··· Excerpt provided
Terry Jones, a 57-year-old vocational counselor at a substance abuse clinic and St. Petersburg resident, said he voted for Crist, in part because the former governor wants to raise the minimum wage to $10.10—something Scott is against. “It doesn’t bother me that Crist has switched parties. I’m about what’s best for the people, and he’s not the first politician to ever switch parties.”

Polls continually showed Crist and Scott in a dead heat. A Quinnipiac University survey released Monday echoed that pattern with Crist garnering 42% compared to Scott’s 41%, well within the poll’s margin of error. Libertarian candidate Adrian Wyllie raked in a decent 7% and is taking away votes from both candidates, and 9% said they were undecided.

Both candidates continued to make final pitches to potential voters on Tuesday in a race that was characterized as one of the most expensive -- and ugliest -- in the country. Television ad spending surpassed the $100 million mark, including a recent $13 million directly from Gov. Scott’s own personal fortune.

Crist on Tuesday afternoon stopped by a phone bank in Tampa to give support to volunteers and said it wasn’t too late to come out to the polls. “This election is about you. Have a say in how it ends,” he tweeted. The Democrat spent the evening at the Renaissance Vinoy Hotel in  St. Petersburg for an election watch event.  

Scott, meanwhile, visited an additional six cities on Election Day, including Tampa, Fort Myers, Jacksonville, Orlando, Pensacola and Miami – before settling in Bonita Springs to watch the results roll in.  He sent a last-ditch email to supporters titled “Obama is here,” pointing to a new radio ad in which the commander-in-chief lends his support to Crist. “If you haven’t voted — go vote now!,” Scott wrote. “President Obama and Charlie Crist want you to stay home. That is how they won the presidency two years ago.”

Both candidates have also turned to political star power in this presidential battleground state in hopes of giving them a last-minute edge. On Monday, Crist held his last official, pre-election rally with former President Bill Clinton. And Scott campaigned with Louisiana Governor Bobby Jindal and Texas Gov. Rick Perry.

The race has taken several nasty turns, with the two candidates trading jabs over their personal wealth. Crist has also highlighted Scott’s repeated use of the Fifth Amendment when his hospital chain was found guilty of fraud, and Scott has called Crist a lackey of President Obama. At times, the campaign has become downright silly – with a recent debate being infamously held up over whether or not a fan at Crist’s podium was against the rules.

Several national issues have also sparked fierce debate between the two candidates. The includes the minimum wage, medical marijuana (Scott is against a state amendment that would allow it, while Crist supports the legislation), and abortion (Scott is against abortion and has backed additional restrictions to reproductive rights, while Crist says he’s against any additional restrictions).

Some voters, like St. Petersburg resident Don Thompson, said they were so disenchanted by both candidates, that they were going to vote for neither—and instead focus on local races and ballot initiatives. “I am going to leave the [gubernatorial boxes] blank,” said Thompson, a retired I.T. executive. “I think Crist and Scott are both lousy. They are professional politicians and everything they do is done with special interests. It’s not about the voters.”

Early voting in Florida ended on Sunday, and about 3 million votes have already been cast. That includes 1.3 million ballots cast by Republicans and 1.2 million by Democrats.

Kevin Wagner, a political science professor at Florida Atlantic University, said because this gubernatorial race has been so ugly and divisive, whoever wins -- in this case, Scott -- may actually feel like a loser. “It’s going to be hard for whoever wins to govern  in terms of pushing bills, navigating the legislature and working with local counties and municipal governments.”
······
··· Entries shown
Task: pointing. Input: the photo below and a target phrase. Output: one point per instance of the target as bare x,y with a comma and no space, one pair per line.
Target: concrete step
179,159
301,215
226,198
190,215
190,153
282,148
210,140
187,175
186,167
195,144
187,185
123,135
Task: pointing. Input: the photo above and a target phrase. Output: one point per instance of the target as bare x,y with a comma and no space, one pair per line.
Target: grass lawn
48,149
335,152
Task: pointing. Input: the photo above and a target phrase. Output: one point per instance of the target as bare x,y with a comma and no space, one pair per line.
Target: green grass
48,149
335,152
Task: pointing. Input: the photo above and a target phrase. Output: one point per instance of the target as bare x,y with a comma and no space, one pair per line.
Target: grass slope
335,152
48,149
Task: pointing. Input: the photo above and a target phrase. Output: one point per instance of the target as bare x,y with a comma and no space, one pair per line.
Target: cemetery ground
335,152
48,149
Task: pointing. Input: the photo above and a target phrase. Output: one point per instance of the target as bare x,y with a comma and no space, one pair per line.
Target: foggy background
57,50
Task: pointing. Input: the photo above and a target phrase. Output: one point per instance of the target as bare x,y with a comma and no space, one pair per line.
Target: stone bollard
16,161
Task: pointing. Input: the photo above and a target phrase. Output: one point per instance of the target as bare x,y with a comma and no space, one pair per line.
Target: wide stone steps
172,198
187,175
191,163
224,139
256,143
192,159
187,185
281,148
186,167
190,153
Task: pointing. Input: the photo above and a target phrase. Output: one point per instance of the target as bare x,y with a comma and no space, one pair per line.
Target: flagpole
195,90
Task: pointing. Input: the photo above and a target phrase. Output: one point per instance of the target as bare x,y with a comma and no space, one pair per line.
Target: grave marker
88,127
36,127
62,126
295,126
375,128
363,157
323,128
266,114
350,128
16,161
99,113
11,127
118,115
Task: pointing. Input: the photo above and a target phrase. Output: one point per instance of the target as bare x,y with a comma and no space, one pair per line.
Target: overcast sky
······
• Problem description
Print the part of the Florida governor's race excerpt that starts at "The race has" and ends after "against the rules.". The lines above aren't needed for anything here.

• Exercise response
The race has taken several nasty turns, with the two candidates trading jabs over their personal wealth. Crist has also highlighted Scott’s repeated use of the Fifth Amendment when his hospital chain was found guilty of fraud, and Scott has called Crist a lackey of President Obama. At times, the campaign has become downright silly – with a recent debate being infamously held up over whether or not a fan at Crist’s podium was against the rules.